STUDY TEXT –
◆ ◆ ◆

In the first of a three-part series on The Early Show about diabetes, medical correspondent Dr. Emily Senay says the majority of people who have it suffer from type 2 diabetes, which develops over time when the body loses its ability to process insulin and regulate blood sugar. It's thought that most type 2 diabetes cases develop as a result of obesity.
According to the latest figures from the federal Centers for Disease Control and Prevention, 20.8 million Americans now have diabetes. That's seven percent of the population, and an increase of more than 14 percent since 2003.
The new numbers highlight the growing diabetes epidemic in the United States. Nearly a third of these Americans are undiagnosed.
The most common risk factors contributing to diabetes are obesity due to poor diet and a sedentary lifestyle, which can be tough habits to break for someone who's diagnosed with the disease late in life. Type 2 diabetes is also associated with older age, family history, a history of gestational diabetes and certain ethnic groups.
African-Americans, Hispanic and Latino Americans, American Indians, and some Asian-Americans and native Hawaiians or other Pacific islanders are at higher risk for type 2 diabetes.
Managing diabetes requires constant monitoring and control of blood sugar through diet and exercise. Controlling blood sugar can be difficult, and sometimes medication is also required.
Patients need to keep in mind that diabetes is a moving target. A patient who has good control of blood sugar at one point in time still needs regular checkups from a doctor to see whether his or her diabetes has progressed and to see if they're still getting the right treatment.
The finger-stick blood test at home is a useful tool for measuring blood sugar on a day-to-day basis, but a blood test at a doctor's office is also recommended to see how well blood sugar is controlled over a period of months.
Weight gain is a major contributor to type 2 diabetes, and doctors are seeing more and more cases of type 2 diabetes in children as a result of the obesity epidemic. The best way to prevent type 2 diabetes is to make healthy lifestyle choices, such as eating a healthy diet and doing regular exercise.
People need to adopt a healthy lifestyle as early as possible in life to try to avoid diabetes. But it's never too late.
Some people who have not had a healthy lifestyle may have pre-diabetes, or blood glucose levels higher than normal but not high enough to be classified as diabetes. Studies have shown people with pre-diabetes who lose weight and increase their physical activity can prevent or delay diabetes and even return their blood glucose levels to normal and prevent full-blown diabetes.

◆ ◆ ◆

[Referring expression pointing data]
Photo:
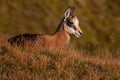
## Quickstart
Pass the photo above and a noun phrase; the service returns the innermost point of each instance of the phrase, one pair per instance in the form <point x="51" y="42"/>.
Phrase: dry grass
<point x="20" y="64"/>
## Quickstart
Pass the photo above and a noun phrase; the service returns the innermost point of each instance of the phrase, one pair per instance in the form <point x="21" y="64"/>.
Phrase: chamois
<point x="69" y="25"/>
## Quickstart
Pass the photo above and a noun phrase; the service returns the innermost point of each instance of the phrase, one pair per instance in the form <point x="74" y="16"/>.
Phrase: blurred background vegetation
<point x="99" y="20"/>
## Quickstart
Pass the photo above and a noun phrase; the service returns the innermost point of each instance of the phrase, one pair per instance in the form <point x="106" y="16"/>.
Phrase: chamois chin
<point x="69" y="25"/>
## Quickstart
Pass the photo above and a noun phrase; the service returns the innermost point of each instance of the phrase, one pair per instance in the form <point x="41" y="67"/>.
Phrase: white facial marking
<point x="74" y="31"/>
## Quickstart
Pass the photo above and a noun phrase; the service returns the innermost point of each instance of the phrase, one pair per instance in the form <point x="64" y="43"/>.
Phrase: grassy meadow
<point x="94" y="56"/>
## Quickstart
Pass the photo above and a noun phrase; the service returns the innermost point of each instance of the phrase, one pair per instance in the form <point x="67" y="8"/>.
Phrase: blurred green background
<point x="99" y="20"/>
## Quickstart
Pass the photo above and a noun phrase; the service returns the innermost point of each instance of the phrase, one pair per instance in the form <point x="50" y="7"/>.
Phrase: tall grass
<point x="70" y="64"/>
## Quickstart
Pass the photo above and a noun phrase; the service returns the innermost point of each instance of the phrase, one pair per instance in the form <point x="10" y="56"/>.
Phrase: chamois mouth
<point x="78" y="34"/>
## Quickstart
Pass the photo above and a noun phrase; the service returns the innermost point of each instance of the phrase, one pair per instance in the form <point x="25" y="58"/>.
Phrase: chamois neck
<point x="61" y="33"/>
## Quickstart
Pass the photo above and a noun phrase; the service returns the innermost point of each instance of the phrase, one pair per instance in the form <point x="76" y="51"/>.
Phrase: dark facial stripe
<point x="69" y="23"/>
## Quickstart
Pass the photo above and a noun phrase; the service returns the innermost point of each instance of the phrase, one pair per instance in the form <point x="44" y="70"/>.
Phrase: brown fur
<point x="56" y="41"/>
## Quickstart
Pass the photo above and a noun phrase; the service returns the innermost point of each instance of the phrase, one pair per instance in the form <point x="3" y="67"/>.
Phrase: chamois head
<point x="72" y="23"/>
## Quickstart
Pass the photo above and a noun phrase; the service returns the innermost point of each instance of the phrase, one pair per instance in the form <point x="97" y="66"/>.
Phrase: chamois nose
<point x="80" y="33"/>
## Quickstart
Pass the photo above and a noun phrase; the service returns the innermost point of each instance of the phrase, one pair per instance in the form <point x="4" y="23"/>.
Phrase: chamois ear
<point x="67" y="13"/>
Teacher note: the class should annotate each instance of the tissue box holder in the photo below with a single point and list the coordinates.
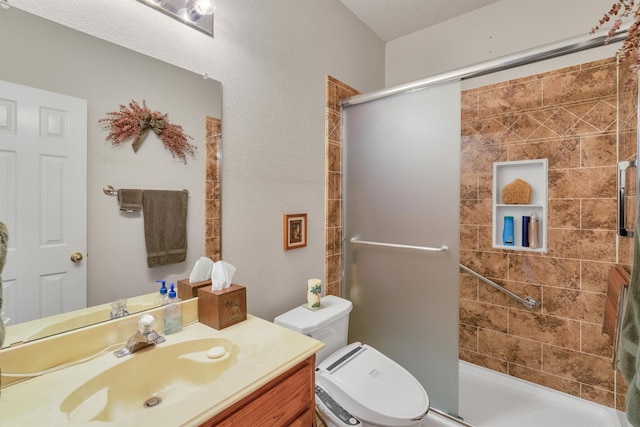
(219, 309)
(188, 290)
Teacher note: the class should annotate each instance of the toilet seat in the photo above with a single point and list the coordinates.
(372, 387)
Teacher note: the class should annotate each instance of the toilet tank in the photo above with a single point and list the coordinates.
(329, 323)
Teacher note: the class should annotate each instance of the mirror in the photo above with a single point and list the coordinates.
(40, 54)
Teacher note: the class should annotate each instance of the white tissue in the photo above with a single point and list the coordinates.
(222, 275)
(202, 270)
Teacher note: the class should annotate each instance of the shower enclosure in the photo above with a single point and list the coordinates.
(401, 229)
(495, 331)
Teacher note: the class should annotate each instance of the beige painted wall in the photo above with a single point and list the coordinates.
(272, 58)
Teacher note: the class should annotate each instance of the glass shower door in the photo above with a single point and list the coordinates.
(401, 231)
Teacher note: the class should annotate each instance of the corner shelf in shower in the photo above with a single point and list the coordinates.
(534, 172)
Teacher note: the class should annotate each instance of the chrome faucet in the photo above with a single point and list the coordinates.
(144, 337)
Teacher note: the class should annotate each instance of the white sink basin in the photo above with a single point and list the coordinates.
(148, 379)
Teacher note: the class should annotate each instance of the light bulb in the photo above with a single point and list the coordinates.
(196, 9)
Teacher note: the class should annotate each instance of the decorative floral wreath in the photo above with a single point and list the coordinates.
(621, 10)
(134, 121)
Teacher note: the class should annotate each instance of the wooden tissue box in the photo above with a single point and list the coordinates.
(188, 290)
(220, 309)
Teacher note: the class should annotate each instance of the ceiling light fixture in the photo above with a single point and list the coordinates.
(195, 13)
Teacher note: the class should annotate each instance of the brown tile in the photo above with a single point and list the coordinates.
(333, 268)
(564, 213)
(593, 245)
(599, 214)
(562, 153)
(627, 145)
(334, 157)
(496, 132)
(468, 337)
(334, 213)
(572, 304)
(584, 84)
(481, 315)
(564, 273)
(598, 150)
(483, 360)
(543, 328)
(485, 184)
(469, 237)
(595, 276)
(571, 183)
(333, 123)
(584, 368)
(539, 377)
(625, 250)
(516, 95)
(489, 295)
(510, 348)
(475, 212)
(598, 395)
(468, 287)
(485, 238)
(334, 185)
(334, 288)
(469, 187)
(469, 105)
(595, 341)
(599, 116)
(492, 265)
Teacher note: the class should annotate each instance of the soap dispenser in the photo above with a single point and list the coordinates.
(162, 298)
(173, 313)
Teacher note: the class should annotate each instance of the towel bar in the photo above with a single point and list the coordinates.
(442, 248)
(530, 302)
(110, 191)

◆ ◆ ◆

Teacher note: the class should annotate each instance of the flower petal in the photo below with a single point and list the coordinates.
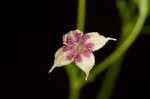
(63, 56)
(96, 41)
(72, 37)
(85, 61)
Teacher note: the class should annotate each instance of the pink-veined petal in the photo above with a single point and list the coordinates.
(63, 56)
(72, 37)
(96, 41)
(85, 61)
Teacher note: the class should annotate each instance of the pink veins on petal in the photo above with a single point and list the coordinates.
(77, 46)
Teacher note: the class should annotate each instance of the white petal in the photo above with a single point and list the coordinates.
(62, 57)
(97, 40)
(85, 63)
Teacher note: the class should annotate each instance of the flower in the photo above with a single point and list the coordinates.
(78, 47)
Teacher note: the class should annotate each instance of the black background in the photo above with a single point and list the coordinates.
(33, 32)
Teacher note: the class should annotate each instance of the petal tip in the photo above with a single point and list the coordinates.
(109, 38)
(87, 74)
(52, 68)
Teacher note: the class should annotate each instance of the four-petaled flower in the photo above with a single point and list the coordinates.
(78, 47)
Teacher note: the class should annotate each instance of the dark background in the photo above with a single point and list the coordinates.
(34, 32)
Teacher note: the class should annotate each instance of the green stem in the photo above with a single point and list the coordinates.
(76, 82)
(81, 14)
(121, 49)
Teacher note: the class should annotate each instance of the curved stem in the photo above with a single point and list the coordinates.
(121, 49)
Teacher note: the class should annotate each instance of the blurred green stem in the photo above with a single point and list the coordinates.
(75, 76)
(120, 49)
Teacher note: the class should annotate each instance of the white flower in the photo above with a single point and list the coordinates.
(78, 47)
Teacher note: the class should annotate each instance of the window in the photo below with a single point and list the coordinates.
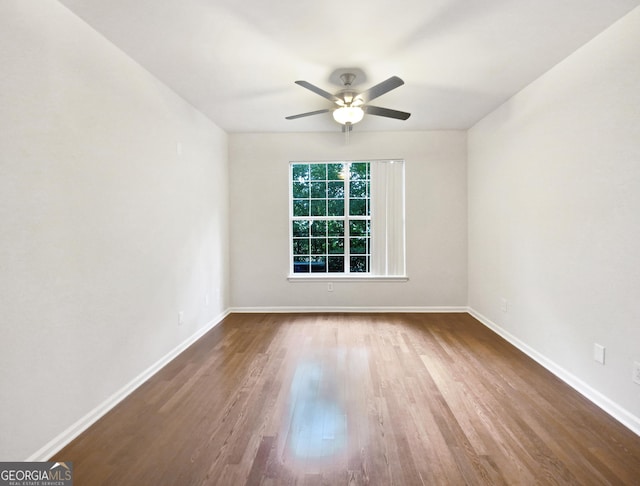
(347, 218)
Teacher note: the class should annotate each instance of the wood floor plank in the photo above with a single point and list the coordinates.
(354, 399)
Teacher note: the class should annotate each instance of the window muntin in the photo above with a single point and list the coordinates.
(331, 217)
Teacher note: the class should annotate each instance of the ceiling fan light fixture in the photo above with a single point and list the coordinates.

◆ ◆ ◆

TASK SET –
(a) List the groups that the diabetes article names as being at higher risk for type 2 diabetes.
(b) Duplicate the passage of the diabetes article starting at "African-Americans, Hispanic and" and ending at "the right treatment.".

ANSWERS FOR THIS EXERCISE –
(a)
- African-Americans
- Hispanic and Latino Americans
- American Indians
- some Asian-Americans
- native Hawaiians or other Pacific islanders

(b)
African-Americans, Hispanic and Latino Americans, American Indians, and some Asian-Americans and native Hawaiians or other Pacific islanders are at higher risk for type 2 diabetes.
Managing diabetes requires constant monitoring and control of blood sugar through diet and exercise. Controlling blood sugar can be difficult, and sometimes medication is also required.
Patients need to keep in mind that diabetes is a moving target. A patient who has good control of blood sugar at one point in time still needs regular checkups from a doctor to see whether his or her diabetes has progressed and to see if they're still getting the right treatment.